--- 正文 ---
• Deep learning:十五(SelfTaught Learning练习)


      前言:

      本次实验主要是练习soft- taught learning的实现。参考的资料为网页:http://deeplearning.stanford.edu/wiki/index.php/Exercise:Self-Taught_Learning。Soft-taught leaning是用的无监督学习来学习到特征提取的参数,然后用有监督学习来训练分类器。这里分别是用的sparse autoencoder和softmax regression。实验的数据依旧是手写数字数据库MNIST Dataset.

      实验基础:

      从前面的知识可以知道,sparse autoencoder的输出应该是和输入数据尺寸大小一样的,且很相近,那么我们训练出的sparse autoencoder模型该怎样提取出特征向量呢?其实输入样本经过sparse code提取出特征的表达式就是隐含层的输出了,首先来看看前面的经典sparse code模型,如下图所示:

       

      拿掉那个后面的输出层后,隐含层的值就是我们所需要的特征值了,如下图所示:

       

      从教程中可知,在unsupervised learning中有两个观点需要特别注意,一个是self-taught learning,一个是semi-supervised learning。Self-taught learning是完全无监督的。教程中有举了个例子,很好的说明了这个问题,比如说我们需要设计一个系统来分类出轿车和摩托车。如果我们给出的训练样本图片是自然界中随便下载的(也就是说这些图片中可能有轿车和摩托车,有可能都没有,且大多数情况下是没有的),然后使用的是这些样本来特征模型的话,那么此时的方法就叫做self-taught learning。如果我们训练的样本图片都是轿车和摩托车的图片,只是我们不知道哪张图对应哪种车,也就是说没有标注,此时的方法不能叫做是严格的unsupervised feature,只能叫做是semi-supervised learning。

      一些matlab函数:

      numel:

      比如说n = numel(A)表示返回矩阵A中元素的个数。

      unique:

      unique为找出向量中的非重复元素并进行排序后输出。
---
* **任务目标**
请把正文中从“拿掉那个后面的输出层后,隐含”到“比如说n = numel(A)表示返回矩阵A中元素的个数。”之间的文字一字不差地抄录下来，首尾两处均包括在内。 本题无需参考材料。
--- 材料摘录 ---
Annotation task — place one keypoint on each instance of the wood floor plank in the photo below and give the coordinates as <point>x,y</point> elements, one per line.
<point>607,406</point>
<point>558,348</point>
---
* **参考解答**
拿掉那个后面的输出层后,隐含层的值就是我们所需要的特征值了,如下图所示:

       

      从教程中可知,在unsupervised learning中有两个观点需要特别注意,一个是self-taught learning,一个是semi-supervised learning。Self-taught learning是完全无监督的。教程中有举了个例子,很好的说明了这个问题,比如说我们需要设计一个系统来分类出轿车和摩托车。如果我们给出的训练样本图片是自然界中随便下载的(也就是说这些图片中可能有轿车和摩托车,有可能都没有,且大多数情况下是没有的),然后使用的是这些样本来特征模型的话,那么此时的方法就叫做self-taught learning。如果我们训练的样本图片都是轿车和摩托车的图片,只是我们不知道哪张图对应哪种车,也就是说没有标注,此时的方法不能叫做是严格的unsupervised feature,只能叫做是semi-supervised learning。

      一些matlab函数:

      numel:

      比如说n = numel(A)表示返回矩阵A中元素的个数。